* begin Information given *

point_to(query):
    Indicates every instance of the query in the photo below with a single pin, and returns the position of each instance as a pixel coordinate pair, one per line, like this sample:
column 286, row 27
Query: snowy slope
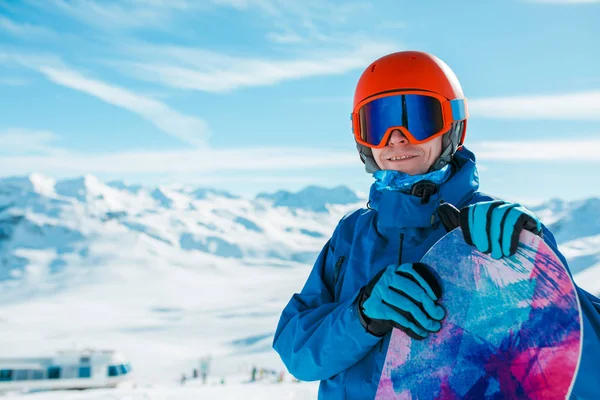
column 169, row 274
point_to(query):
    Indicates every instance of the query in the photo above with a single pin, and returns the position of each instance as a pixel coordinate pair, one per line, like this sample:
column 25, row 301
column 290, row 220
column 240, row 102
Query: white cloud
column 564, row 1
column 123, row 14
column 186, row 128
column 573, row 150
column 570, row 106
column 25, row 31
column 23, row 141
column 179, row 162
column 195, row 69
column 189, row 129
column 8, row 81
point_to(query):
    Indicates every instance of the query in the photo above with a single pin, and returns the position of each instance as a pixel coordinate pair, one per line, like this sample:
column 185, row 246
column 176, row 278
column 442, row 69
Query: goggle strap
column 458, row 109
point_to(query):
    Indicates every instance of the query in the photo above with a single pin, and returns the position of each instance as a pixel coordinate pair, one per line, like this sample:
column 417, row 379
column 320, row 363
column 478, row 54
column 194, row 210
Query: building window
column 53, row 372
column 21, row 374
column 85, row 372
column 5, row 375
column 37, row 374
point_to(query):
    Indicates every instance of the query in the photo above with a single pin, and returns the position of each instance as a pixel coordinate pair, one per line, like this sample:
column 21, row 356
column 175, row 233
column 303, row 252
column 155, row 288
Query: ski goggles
column 420, row 115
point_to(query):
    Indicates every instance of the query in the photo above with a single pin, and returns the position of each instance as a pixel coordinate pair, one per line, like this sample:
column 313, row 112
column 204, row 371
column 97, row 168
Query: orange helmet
column 412, row 71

* end Information given *

Output the records above again line for line, keeping their wording intact. Omit the pictures.

▶ _Solution below_:
point_to(query):
    Indicates every instance of the query in the photo below with a single pin, and returns the position of each instance as a pixel coordinate pair, one per line, like this sample:
column 286, row 27
Query: snowy slope
column 169, row 274
point_to(query):
    Indicates every instance of the query in the photo above with a single pin, and returns the position of each instance as a pixel coordinate pair, one per line, like this sample:
column 25, row 301
column 290, row 220
column 240, row 102
Query: white cloud
column 564, row 1
column 123, row 14
column 186, row 128
column 573, row 150
column 570, row 106
column 25, row 31
column 23, row 141
column 179, row 162
column 195, row 69
column 189, row 129
column 8, row 81
point_to(query):
    Indicates every instance of the query in the photo above with a single pin, and returns the position of each instance as a pixel coordinate pair, one per line, like this sample:
column 185, row 246
column 176, row 278
column 442, row 69
Query: goggle strap
column 458, row 109
point_to(query):
    Indicates every instance of the query in the photo above with a single pin, and returns the position of each instance as a pixel coordinate pair, one per line, like this sample:
column 417, row 379
column 320, row 363
column 478, row 54
column 194, row 210
Query: building window
column 53, row 372
column 21, row 374
column 85, row 372
column 5, row 375
column 37, row 374
point_to(query):
    Indicates every instance of the query in the photo above with a single pin, and returns the position of each instance as a pixel coordinate pair, one per line, like this sample:
column 21, row 356
column 175, row 233
column 303, row 252
column 155, row 288
Query: ski goggles
column 420, row 115
point_to(query):
    Indicates every instance of the query in the photo above with a single pin, and returns the position of each instance as a pixel coordinate pair, one per line, like this sample:
column 313, row 112
column 204, row 371
column 97, row 168
Query: orange helmet
column 412, row 71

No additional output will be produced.